DOCUMENT TEXT
3 Apr 2014

Women Who Hum Are the Hope of the Future

Un Colibri

The troubling thing about living in a fully digital age is that whilst technology has been consummated, men, women and children have all effectively been disqualified; they have lost not only their independence but also their imagination. For who dares to daydream or fantasise when they have movies on demand; who needs to whistle a happy tune when they are connected to an i-Pod which streams non-stop music into their ears? 

Baudrillard refers to this as a form of existential unemployment and fears that the obsolescence of our species is racing towards a terminal phase in which our fate will no longer be in our own hands, but determined exclusively by machines to which we have transferred decision-making in a symbolic act of capitulation:

"In the end, human beings will only have been an infantile illness of an integral technological reality that has become such a given that we are no longer aware of it ... This revolution is not economic or political. It is an anthropological and metaphysical one. And it is the final revolution - there is nothing beyond it. In a way, it is the end of history, although not in the sense of a dialectical surpassing, rather as the beginning of a world without humans."

- Jean Baudrillard, The Agony of Power, trans. Ames Hodges, (Semiotext(e), 2010), p. 80.

ACTIVITIES
**A)** In the piece about women who hum, what does Baudrillard call the condition the text describes?
**B)** List everyone the piece about women who hum says has been effectively disqualified in a fully digital age.
**C)** Duplicate the part of the piece about women who hum that opens with the words containing "The troubling thing" and closes with "into their ears?".

DATA SHOWN
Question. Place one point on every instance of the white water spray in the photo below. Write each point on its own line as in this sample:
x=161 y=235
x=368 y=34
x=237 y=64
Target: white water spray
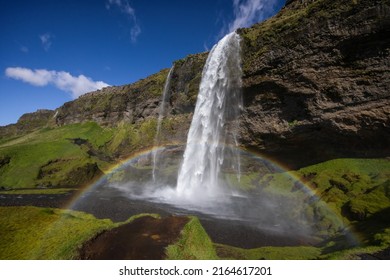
x=161 y=115
x=213 y=129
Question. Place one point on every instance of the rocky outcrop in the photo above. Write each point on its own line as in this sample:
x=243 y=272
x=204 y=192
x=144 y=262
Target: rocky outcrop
x=28 y=122
x=317 y=82
x=316 y=86
x=136 y=102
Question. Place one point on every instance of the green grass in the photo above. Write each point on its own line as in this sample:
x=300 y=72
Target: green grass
x=268 y=253
x=38 y=191
x=45 y=233
x=194 y=244
x=30 y=152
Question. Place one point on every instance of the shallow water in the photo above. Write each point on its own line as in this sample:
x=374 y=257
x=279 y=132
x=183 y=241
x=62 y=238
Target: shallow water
x=108 y=202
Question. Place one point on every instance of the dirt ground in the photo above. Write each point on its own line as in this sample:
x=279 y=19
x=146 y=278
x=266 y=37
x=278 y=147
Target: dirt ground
x=144 y=239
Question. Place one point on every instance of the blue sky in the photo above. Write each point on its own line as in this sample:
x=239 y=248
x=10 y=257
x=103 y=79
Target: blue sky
x=53 y=51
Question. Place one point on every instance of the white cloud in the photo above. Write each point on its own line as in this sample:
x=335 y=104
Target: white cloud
x=76 y=85
x=126 y=9
x=46 y=40
x=24 y=49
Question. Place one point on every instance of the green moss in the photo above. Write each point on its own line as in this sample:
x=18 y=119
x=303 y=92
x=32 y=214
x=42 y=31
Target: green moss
x=194 y=244
x=38 y=191
x=35 y=150
x=268 y=253
x=44 y=233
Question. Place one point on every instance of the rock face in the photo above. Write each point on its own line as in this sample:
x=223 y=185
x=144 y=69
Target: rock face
x=28 y=122
x=317 y=82
x=136 y=102
x=316 y=86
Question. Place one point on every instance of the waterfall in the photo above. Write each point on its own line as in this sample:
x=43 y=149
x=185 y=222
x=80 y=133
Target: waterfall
x=211 y=152
x=161 y=115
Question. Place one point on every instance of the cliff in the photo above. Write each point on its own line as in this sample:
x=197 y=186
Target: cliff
x=316 y=86
x=317 y=81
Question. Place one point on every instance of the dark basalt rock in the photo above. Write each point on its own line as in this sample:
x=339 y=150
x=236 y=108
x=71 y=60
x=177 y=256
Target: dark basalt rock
x=316 y=86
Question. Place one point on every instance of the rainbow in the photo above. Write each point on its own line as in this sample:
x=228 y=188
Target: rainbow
x=307 y=189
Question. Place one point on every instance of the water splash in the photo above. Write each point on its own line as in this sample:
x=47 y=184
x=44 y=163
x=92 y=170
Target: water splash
x=161 y=115
x=214 y=124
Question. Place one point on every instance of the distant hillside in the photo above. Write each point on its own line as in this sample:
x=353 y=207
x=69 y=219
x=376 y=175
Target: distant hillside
x=316 y=86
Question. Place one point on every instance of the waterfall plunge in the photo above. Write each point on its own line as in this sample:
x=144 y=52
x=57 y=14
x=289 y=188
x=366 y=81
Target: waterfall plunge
x=212 y=136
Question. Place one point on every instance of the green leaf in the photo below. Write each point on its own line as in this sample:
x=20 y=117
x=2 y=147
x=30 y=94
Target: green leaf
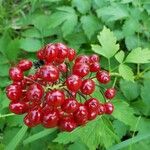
x=120 y=56
x=94 y=133
x=30 y=44
x=130 y=90
x=113 y=12
x=90 y=25
x=138 y=55
x=83 y=6
x=17 y=138
x=108 y=46
x=126 y=72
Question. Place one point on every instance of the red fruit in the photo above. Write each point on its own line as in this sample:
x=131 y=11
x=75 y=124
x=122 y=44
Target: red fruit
x=50 y=52
x=94 y=67
x=55 y=98
x=88 y=86
x=71 y=54
x=35 y=93
x=110 y=93
x=25 y=64
x=92 y=114
x=15 y=74
x=14 y=92
x=103 y=76
x=92 y=104
x=81 y=69
x=18 y=107
x=70 y=105
x=67 y=124
x=62 y=50
x=50 y=118
x=62 y=67
x=49 y=73
x=81 y=115
x=109 y=108
x=33 y=117
x=82 y=59
x=94 y=58
x=73 y=83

RESPONSES FOR EACH TASK
**A)** A form of existential unemployment.

**B)** Men, women, and children.

**C)**
The troubling thing about living in a fully digital age is that whilst technology has been consummated, men, women and children have all effectively been disqualified; they have lost not only their independence but also their imagination. For who dares to daydream or fantasise when they have movies on demand; who needs to whistle a happy tune when they are connected to an i-Pod which streams non-stop music into their ears?